:: What to do ::
Identify every line in the entries below that contains the word "white", and copy each of those lines.
--- Start of Items ---
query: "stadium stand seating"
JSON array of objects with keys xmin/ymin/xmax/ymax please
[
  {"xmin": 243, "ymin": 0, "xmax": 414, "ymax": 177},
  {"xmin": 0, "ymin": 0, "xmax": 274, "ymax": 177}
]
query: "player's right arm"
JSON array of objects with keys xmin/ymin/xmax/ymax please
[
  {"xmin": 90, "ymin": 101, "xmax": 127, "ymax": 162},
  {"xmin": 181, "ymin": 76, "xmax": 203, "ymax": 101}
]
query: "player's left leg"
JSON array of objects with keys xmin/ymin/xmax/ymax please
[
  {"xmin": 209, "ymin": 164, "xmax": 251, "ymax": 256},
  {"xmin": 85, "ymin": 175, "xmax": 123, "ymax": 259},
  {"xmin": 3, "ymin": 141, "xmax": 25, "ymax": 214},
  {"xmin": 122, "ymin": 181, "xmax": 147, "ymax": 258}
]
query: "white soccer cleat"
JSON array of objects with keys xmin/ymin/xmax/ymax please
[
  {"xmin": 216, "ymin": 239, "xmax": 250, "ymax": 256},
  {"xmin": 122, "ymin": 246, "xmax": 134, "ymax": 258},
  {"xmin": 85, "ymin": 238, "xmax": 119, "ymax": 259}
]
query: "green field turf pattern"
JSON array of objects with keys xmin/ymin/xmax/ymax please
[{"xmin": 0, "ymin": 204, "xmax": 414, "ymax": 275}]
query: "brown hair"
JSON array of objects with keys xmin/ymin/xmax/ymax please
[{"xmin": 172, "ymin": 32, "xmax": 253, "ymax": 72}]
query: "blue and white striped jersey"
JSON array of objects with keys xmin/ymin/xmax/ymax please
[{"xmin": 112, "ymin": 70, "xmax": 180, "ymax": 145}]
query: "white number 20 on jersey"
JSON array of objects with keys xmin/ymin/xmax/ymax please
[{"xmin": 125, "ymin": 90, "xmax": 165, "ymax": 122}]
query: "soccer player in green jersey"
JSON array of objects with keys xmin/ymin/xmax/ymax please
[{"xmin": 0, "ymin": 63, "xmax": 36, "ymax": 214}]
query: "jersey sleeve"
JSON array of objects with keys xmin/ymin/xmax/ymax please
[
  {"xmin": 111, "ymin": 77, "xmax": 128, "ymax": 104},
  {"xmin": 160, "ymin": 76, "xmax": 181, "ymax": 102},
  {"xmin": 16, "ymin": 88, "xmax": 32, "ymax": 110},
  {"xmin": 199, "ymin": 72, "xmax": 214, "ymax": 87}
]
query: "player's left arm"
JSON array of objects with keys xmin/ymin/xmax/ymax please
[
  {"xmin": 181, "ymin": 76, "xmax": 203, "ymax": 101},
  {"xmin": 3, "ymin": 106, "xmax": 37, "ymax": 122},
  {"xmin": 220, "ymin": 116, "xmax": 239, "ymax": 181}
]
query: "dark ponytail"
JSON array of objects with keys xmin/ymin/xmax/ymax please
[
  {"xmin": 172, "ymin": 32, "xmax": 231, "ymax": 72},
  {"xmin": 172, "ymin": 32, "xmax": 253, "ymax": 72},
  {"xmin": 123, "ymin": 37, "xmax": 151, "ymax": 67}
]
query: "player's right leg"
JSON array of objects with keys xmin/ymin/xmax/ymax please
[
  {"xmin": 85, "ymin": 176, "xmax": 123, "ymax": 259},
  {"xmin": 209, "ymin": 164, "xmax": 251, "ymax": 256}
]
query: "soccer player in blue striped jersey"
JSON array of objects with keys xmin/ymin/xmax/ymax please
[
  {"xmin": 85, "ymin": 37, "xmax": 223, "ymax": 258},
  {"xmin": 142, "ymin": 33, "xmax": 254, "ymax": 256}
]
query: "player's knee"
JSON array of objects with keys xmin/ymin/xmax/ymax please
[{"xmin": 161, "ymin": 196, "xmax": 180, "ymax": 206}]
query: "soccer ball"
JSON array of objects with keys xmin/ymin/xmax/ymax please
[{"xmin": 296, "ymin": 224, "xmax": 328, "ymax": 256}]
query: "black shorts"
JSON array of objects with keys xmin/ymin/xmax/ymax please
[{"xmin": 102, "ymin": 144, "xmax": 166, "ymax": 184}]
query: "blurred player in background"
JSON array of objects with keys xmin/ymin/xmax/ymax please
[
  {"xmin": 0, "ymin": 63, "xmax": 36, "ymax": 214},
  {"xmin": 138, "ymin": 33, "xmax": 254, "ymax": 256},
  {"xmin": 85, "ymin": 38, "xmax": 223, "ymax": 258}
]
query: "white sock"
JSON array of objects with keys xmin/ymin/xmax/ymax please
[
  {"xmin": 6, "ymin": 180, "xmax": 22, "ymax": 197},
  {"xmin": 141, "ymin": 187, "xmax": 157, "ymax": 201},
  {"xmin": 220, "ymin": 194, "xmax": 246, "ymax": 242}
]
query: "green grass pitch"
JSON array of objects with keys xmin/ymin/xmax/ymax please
--- End of Items ---
:: Problem solution ::
query: "white soccer cleat"
query: "blue and white striped jersey"
query: "white number 20 on jersey"
query: "white sock"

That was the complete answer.